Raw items
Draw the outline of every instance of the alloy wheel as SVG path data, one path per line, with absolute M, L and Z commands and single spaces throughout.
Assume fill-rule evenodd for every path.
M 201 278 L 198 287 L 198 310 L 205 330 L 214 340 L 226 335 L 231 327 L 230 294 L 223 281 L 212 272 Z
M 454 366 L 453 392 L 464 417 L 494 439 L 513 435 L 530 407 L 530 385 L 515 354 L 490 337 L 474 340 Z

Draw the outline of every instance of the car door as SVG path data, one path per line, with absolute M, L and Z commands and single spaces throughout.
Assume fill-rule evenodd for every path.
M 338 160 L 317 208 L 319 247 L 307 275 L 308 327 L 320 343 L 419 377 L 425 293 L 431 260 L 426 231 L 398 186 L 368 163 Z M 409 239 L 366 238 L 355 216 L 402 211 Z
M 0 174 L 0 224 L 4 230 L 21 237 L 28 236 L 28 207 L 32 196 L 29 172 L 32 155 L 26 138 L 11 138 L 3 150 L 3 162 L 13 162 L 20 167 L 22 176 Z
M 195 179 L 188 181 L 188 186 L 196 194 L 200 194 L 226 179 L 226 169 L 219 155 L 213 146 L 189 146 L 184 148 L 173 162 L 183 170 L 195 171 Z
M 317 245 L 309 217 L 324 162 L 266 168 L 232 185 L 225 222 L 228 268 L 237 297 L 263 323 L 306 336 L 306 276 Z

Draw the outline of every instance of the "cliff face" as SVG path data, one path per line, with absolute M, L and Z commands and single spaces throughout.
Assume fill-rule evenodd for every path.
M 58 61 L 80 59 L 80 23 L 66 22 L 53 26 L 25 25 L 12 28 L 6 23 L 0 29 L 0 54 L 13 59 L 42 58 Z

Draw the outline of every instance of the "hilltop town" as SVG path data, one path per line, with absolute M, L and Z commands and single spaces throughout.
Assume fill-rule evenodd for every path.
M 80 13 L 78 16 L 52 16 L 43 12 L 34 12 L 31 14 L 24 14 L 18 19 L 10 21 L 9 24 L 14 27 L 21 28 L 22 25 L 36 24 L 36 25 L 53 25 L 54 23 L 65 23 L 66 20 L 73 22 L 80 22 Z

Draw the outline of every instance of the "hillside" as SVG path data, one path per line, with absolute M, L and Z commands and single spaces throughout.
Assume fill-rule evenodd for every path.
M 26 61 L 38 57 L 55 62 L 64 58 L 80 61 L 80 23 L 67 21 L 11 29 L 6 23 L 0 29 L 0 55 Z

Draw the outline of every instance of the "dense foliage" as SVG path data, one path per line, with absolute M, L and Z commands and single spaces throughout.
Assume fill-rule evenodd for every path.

The task
Rewrite every line from the start of the items through the line holding "M 454 366 L", both included, keeping the requests as they are. Multiply each coordinate in the answers by 0.85 and round it to a whole number, with halves rounding up.

Output of the exercise
Draw the outline of every instance of the alloy wheel as SVG path data, one path per line, with absolute M, L and Z commands and single spaces throughout.
Assume fill-rule evenodd for every path.
M 171 236 L 168 244 L 168 264 L 174 281 L 182 289 L 192 285 L 196 278 L 196 250 L 190 239 L 180 231 Z
M 386 311 L 385 333 L 394 354 L 420 373 L 436 370 L 451 346 L 451 327 L 438 301 L 417 286 L 403 289 Z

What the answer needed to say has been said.